Reproduce all of the data below without alteration; exclude every picture.

==== Supplied information

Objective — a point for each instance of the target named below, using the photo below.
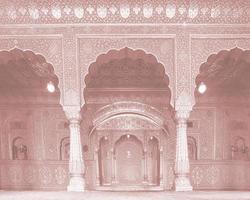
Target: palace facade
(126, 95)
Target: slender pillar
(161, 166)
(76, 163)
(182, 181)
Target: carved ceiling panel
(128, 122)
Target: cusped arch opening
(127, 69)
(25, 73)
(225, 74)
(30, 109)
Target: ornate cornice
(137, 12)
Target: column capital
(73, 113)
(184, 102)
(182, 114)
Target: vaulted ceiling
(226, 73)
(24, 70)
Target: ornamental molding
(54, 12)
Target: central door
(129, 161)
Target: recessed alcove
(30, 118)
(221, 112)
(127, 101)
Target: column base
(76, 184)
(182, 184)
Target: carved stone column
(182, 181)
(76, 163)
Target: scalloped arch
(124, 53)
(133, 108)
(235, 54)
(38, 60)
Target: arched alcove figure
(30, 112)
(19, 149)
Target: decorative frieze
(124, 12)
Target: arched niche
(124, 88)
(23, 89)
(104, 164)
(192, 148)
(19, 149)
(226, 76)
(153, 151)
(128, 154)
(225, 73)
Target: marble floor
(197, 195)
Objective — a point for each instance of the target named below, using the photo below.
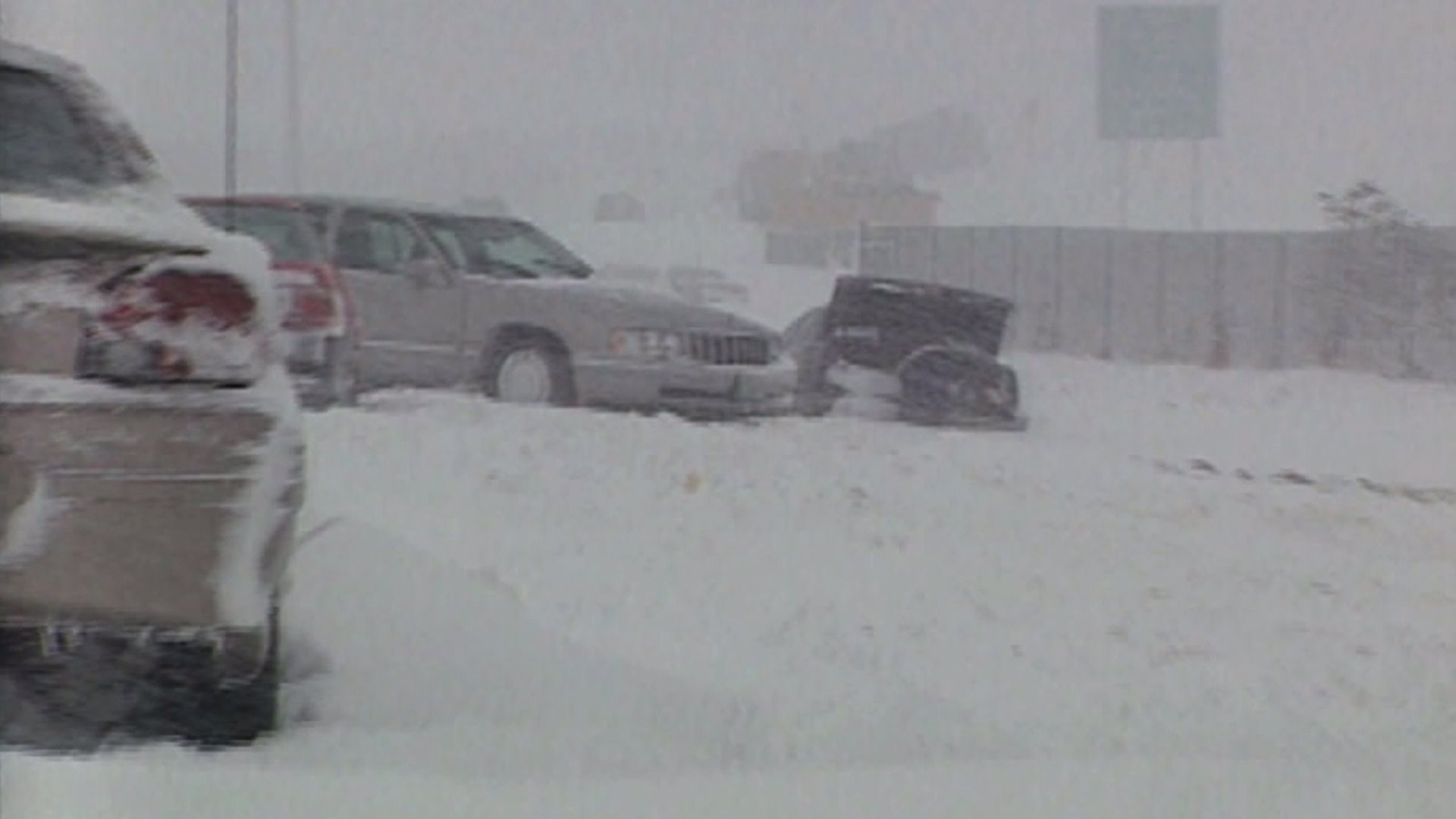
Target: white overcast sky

========

Reply>
Objective — a point for each instance of the target named below, using the photo below.
Target: palace facade
(126, 95)
Target: slender pillar
(161, 166)
(76, 163)
(182, 181)
Target: carved ceiling panel
(128, 122)
Target: cusped arch opening
(127, 69)
(25, 73)
(225, 74)
(30, 109)
Target: ornate cornice
(137, 12)
Target: column capital
(73, 113)
(184, 102)
(182, 114)
Target: vaulted ceiling
(226, 73)
(24, 70)
Target: ornamental molding
(54, 12)
Target: central door
(129, 161)
Target: recessed alcove
(30, 118)
(221, 112)
(127, 101)
Target: column base
(76, 184)
(182, 184)
Target: carved stone column
(182, 181)
(76, 163)
Target: scalloped arch
(124, 53)
(133, 108)
(235, 54)
(38, 60)
Target: arched alcove figure
(30, 112)
(19, 149)
Target: decorative frieze
(124, 12)
Target: arched niche
(124, 88)
(23, 89)
(104, 164)
(192, 148)
(19, 149)
(226, 76)
(153, 151)
(128, 154)
(225, 73)
Target: marble floor
(197, 195)
Objective — a point for each instance of the target named below, using the photo below.
Target: white overcast sky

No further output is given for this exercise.